**PASSAGE SHOWN:**
• • •

When the blind man received his sight, he followed Jesus on the road to Jerusalem and the cross.  As we prepare to enter Lent, then, let us follow Jesus, too, and walk with Him on the way of love’s sacrifice.  And let us also remember what happened afterwards on that first Easter evening.  The Emmaus disciples walked the road with Jesus and talked with Him without recognizing Him, blind to who He was.  But when Jesus broke bread with them, then He was no longer hidden to their eyes.  So it is also now.  Here your eyes are opened, and Jesus is made known to you in the breaking of the bread.  His body and blood are given and shed for you.  His forgiveness covers your past and your former blindness.  When the final Easter comes, you will hear Him say to you, “Your faith has saved you; receive your sight.”  And then you, too, will behold the face of God.

• • •

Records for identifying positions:
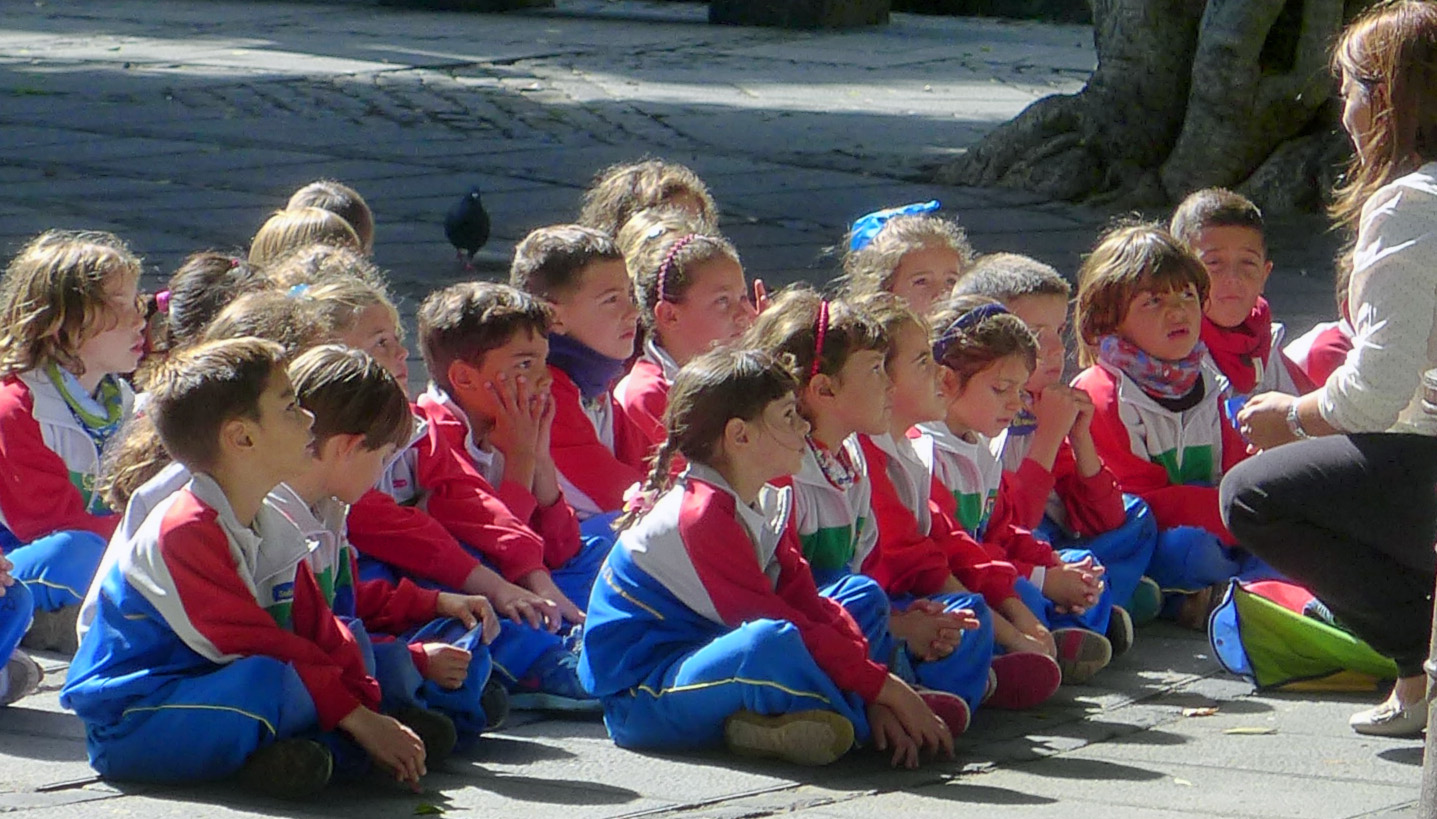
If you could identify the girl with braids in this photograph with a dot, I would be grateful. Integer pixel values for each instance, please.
(691, 296)
(838, 357)
(986, 355)
(707, 627)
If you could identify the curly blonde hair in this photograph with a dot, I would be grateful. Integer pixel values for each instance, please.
(55, 295)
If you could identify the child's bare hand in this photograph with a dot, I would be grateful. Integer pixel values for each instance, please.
(890, 736)
(917, 720)
(931, 632)
(393, 746)
(470, 609)
(449, 664)
(542, 584)
(516, 418)
(1055, 407)
(1074, 586)
(522, 605)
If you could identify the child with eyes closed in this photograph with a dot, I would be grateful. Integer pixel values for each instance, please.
(707, 627)
(1158, 418)
(691, 296)
(986, 355)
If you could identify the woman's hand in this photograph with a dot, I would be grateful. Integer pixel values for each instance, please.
(1263, 421)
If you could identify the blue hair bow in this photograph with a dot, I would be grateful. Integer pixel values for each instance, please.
(972, 318)
(868, 226)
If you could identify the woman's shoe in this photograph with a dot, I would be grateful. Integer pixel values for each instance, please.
(1387, 720)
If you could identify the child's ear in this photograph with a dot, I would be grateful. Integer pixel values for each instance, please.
(464, 378)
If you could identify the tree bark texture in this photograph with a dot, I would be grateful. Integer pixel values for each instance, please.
(1187, 94)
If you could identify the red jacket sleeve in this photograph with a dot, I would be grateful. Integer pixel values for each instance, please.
(1094, 505)
(906, 561)
(1171, 505)
(967, 559)
(36, 494)
(582, 457)
(742, 592)
(408, 539)
(463, 502)
(643, 401)
(387, 608)
(223, 611)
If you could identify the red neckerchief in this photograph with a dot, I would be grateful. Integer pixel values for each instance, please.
(1236, 349)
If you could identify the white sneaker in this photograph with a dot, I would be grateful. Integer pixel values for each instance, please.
(22, 677)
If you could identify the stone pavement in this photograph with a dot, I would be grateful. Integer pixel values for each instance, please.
(181, 124)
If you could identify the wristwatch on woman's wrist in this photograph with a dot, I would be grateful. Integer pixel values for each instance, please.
(1295, 423)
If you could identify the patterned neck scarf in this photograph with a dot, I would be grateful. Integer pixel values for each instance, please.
(837, 467)
(1168, 380)
(99, 414)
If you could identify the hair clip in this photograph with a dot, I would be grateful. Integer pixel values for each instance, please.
(668, 263)
(969, 319)
(821, 334)
(867, 227)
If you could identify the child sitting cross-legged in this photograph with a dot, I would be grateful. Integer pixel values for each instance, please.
(441, 660)
(691, 298)
(706, 627)
(986, 357)
(921, 551)
(579, 272)
(213, 650)
(1158, 420)
(484, 346)
(837, 354)
(1054, 480)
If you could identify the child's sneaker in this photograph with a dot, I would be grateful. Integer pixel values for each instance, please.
(288, 769)
(434, 729)
(1146, 602)
(493, 700)
(53, 631)
(1081, 654)
(802, 737)
(949, 707)
(1120, 631)
(22, 677)
(1023, 680)
(552, 684)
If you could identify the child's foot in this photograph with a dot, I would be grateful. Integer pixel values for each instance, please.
(1146, 602)
(434, 729)
(1081, 654)
(552, 684)
(1120, 631)
(493, 700)
(802, 737)
(1023, 680)
(288, 769)
(22, 677)
(949, 707)
(53, 631)
(1197, 608)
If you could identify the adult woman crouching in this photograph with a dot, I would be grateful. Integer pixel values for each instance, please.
(1344, 494)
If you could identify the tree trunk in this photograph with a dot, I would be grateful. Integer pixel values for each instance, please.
(1187, 94)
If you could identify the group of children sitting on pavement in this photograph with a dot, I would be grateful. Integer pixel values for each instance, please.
(635, 484)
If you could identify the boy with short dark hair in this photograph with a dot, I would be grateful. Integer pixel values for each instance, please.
(213, 650)
(486, 346)
(581, 275)
(1225, 230)
(1054, 480)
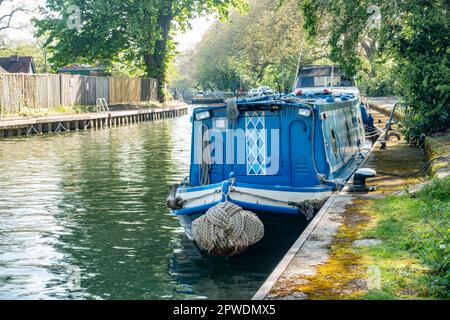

• • •

**CHALLENGE:**
Answer these questions from the sermon passage:
1. After receiving his sight, on what road did the blind man follow Jesus?
2. At what moment was Jesus no longer hidden to the eyes of the Emmaus disciples?
3. What covers your past and your former blindness?
The items are material separate from the sermon passage.

**FINISHED EXERCISE:**
1. The road to Jerusalem and the cross.
2. When Jesus broke bread with them.
3. His forgiveness.